=== PASSAGE CITÉ ===
· · · · · · ·

En recourant à une grande variété de sources (articles de presse, press-books, catalogues de festival, documents étatiques, déclaration des réalisateurs eux-mêmes)5, les rédactrices et rédacteurs donnent un aperçu des forces en présence autour de chaque film. Il en découle une définition élargie du film qui devient le « film produit par les interactions, notamment discursives, d’un milieu. »6 On ne s’est donc pas contenté du film en tant que texte clos, ouvrant ainsi à une histoire sociale du cinéma. Comme l’écrit Maria Tortajada, le cinéma suisse n’est pas seulement un corpus, mais aussi un milieu.

Ouvrant à de multiples interrogations, les maîtres d’œuvre soulignent les différends opposant l’ancien cinéma à un « nouveau » cinéma suisse. Hervé Dumont estime la production de cette nouvelle génération marquée par divers traits comme une volonté de retour sur ce que leurs prédécesseurs avaient passé sous silence, des images « au diapason d’une sensibilité moderne »7 et la prééminence de l’auteur, tout en soulignant que certains films portent la trace d’une continuité avec certaines caractéristiques plus anciennes, notamment dans des genres populaires (policiers ou comiques), mais aussi dans certaines adaptations littéraires. Maria Tortajada y ajoute un portrait sociologique des cinéastes dont la profession, dorénavant reconnue, est passée à une certaine professionnalisation. Se pose aussi la question de la fin de ce « nouveau cinéma suisse », page que certains responsables administratifs aimeraient voir définitivement close au profit d’un cinéma soi-disant plus populaire.

· · · · · · ·

=== EXTRAIT DES DONNÉES ===

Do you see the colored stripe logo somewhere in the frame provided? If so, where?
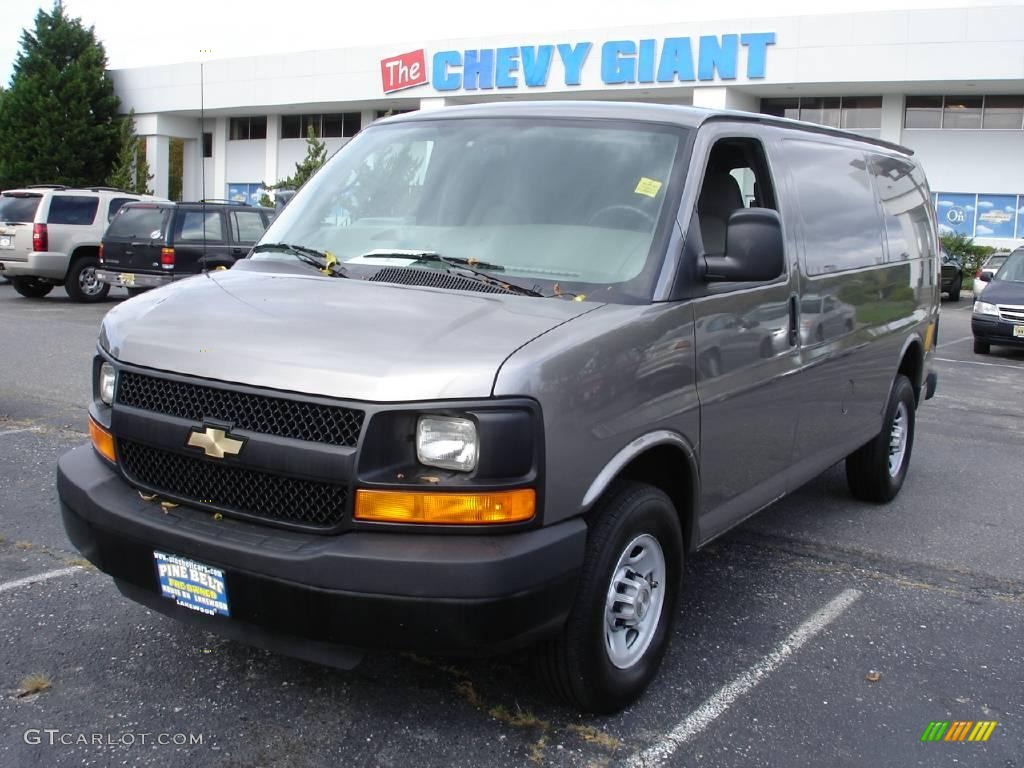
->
[921,720,998,741]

· · · · · · ·

=== EXERCICE ÉCRIT 1 ===
Recopiez tout le passage sur le cinéma suisse, depuis « En recourant à » jusqu'à « aussi un milieu. ».
=== EXERCICE ÉCRIT 2 ===
Répondez aux questions suivantes à partir du passage sur le cinéma suisse.
(a) D'après Maria Tortajada, le cinéma suisse n'est pas seulement un corpus : qu'est-il aussi ?
(b) Quels genres populaires portent, selon Hervé Dumont, la trace d'une continuité avec des caractéristiques plus anciennes ?
(c) Au profit de quel cinéma certains responsables administratifs aimeraient-ils voir close la page du « nouveau cinéma suisse » ?

=== RÉSULTAT 1 ===
En recourant à une grande variété de sources (articles de presse, press-books, catalogues de festival, documents étatiques, déclaration des réalisateurs eux-mêmes)5, les rédactrices et rédacteurs donnent un aperçu des forces en présence autour de chaque film. Il en découle une définition élargie du film qui devient le « film produit par les interactions, notamment discursives, d’un milieu. »6 On ne s’est donc pas contenté du film en tant que texte clos, ouvrant ainsi à une histoire sociale du cinéma. Comme l’écrit Maria Tortajada, le cinéma suisse n’est pas seulement un corpus, mais aussi un milieu.

=== RÉSULTAT 2 ===
(a) Un milieu.
(b) Les policiers et les comiques.
(c) Un cinéma soi-disant plus populaire.